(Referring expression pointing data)
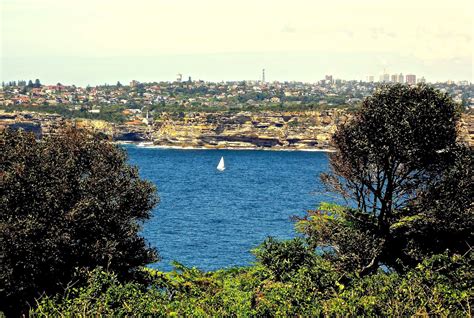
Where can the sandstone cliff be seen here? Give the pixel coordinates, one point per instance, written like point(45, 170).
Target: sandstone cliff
point(276, 130)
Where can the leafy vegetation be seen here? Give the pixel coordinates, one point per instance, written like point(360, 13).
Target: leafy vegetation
point(439, 286)
point(397, 160)
point(69, 203)
point(401, 247)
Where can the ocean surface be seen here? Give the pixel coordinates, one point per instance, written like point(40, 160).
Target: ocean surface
point(211, 219)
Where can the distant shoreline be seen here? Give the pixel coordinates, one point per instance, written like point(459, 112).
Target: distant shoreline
point(153, 146)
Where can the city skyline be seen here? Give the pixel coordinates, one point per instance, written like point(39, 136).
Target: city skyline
point(92, 42)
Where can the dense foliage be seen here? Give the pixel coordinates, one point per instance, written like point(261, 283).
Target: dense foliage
point(410, 180)
point(401, 247)
point(69, 202)
point(440, 286)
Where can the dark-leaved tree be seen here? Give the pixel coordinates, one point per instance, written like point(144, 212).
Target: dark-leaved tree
point(68, 202)
point(407, 179)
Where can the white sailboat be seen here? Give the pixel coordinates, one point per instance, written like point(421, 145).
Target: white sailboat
point(221, 166)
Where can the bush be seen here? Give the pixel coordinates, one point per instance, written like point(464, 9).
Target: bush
point(69, 202)
point(440, 286)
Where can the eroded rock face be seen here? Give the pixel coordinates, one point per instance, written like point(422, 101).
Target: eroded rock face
point(284, 130)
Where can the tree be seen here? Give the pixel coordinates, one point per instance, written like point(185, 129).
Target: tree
point(391, 159)
point(37, 83)
point(69, 202)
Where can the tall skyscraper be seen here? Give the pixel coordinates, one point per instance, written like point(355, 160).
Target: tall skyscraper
point(385, 77)
point(400, 78)
point(410, 79)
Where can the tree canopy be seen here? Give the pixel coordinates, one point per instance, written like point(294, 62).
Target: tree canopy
point(69, 202)
point(400, 165)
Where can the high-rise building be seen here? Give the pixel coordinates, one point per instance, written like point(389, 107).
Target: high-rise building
point(400, 78)
point(385, 77)
point(410, 79)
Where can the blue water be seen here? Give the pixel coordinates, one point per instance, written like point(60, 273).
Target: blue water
point(212, 219)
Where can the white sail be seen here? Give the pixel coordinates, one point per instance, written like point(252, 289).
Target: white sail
point(221, 166)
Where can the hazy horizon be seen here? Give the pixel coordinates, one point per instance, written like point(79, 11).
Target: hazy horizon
point(93, 43)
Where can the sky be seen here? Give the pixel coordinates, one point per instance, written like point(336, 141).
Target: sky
point(104, 41)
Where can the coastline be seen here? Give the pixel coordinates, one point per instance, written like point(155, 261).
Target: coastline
point(151, 145)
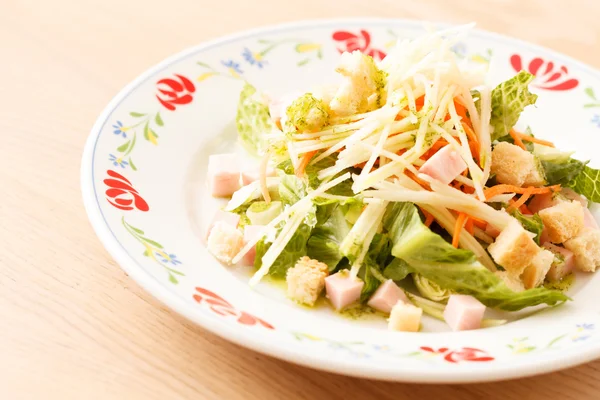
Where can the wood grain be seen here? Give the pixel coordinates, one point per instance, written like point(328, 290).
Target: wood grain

EXERCISE PROMPT: All of the entries above are to be written out exactly, with no pictures.

REPLY TO THE EXERCISE:
Where can the sandstone cliff be seen here? Give the pixel coordinates, one point per instance, written like point(45, 170).
Target: sandstone cliff
point(276, 130)
Where can the leafy vegetation be seen here? Give the pixel coordinates, one point per instance, written like point(360, 13).
Target: leafy vegetation
point(439, 286)
point(397, 160)
point(69, 203)
point(401, 247)
Where can the ocean surface be seen here? Give the pixel coordinates, one point per instance, written like point(40, 160).
Target: ocean surface
point(211, 219)
Where can the distant shoreline be seen here? Give the pixel coordinates, one point per instance, written like point(459, 112).
Target: distant shoreline
point(153, 146)
Where can the city skyline be seen here? Give the pixel coordinates, one point per instance, written like point(39, 136).
Target: city skyline
point(92, 42)
Where can the dense foliage be seen here? Give the pixel coordinates, one point per instance, written like point(261, 283).
Target: dense foliage
point(410, 180)
point(401, 247)
point(69, 202)
point(440, 286)
Where can the dark-leaved tree be seen here? Give the pixel coordinates, one point per instance, written like point(144, 212).
Target: dark-leaved tree
point(68, 202)
point(407, 179)
Where can the white sailboat be seen here? Give the pixel coordinates, one point per instance, written like point(421, 145).
Target: white sailboat
point(221, 166)
Where can the bush be seen here? Give the pixel coordinates, one point per instance, written like point(464, 9).
Target: bush
point(69, 202)
point(440, 286)
Where can the eroded rock face be seen here? Give the pixel coordinates, one point per instance, written like point(422, 101).
Target: eroded rock face
point(284, 130)
Where can the tree be seen here? Give the pixel coordinates, one point per instance, written like point(185, 129).
Target: tree
point(391, 159)
point(37, 83)
point(69, 202)
Where can the tall skyscraper be seen here? Give the pixel coordinates, one point per instance, written like point(355, 160).
Target: tall skyscraper
point(385, 77)
point(400, 78)
point(410, 79)
Where can the tree canopy be seen here? Give the pixel coordinates, one point per instance, written like point(294, 62).
Target: tree canopy
point(69, 202)
point(400, 165)
Where can the high-rise building be seen here? Give the pixel coordinates, one point per instance, written like point(389, 107).
Target: high-rise building
point(400, 78)
point(385, 77)
point(410, 79)
Where can the blue water be seen here? Give the pixel coordinates, one point per instance, written like point(60, 273).
Target: blue water
point(212, 219)
Where can the white sail be seen here? Give the pixel coordinates, one point per instance, written like point(252, 289).
Target: white sail
point(221, 166)
Where can the hazy horizon be seen here? Give the pixel coordinates, one point per instance, written like point(79, 11).
Target: hazy horizon
point(93, 43)
Where can the sky be seen here? Give the pixel coordinates, one point per instance, written like point(336, 141).
Target: sky
point(104, 41)
Where can the coastline be seen here? Give the pixel coordinates, one point per instance, written like point(155, 261).
Target: coastline
point(151, 145)
Where can the wood grain be seen here? Give the pixel coordinates, one point per instance, written like point(328, 290).
Target: wood grain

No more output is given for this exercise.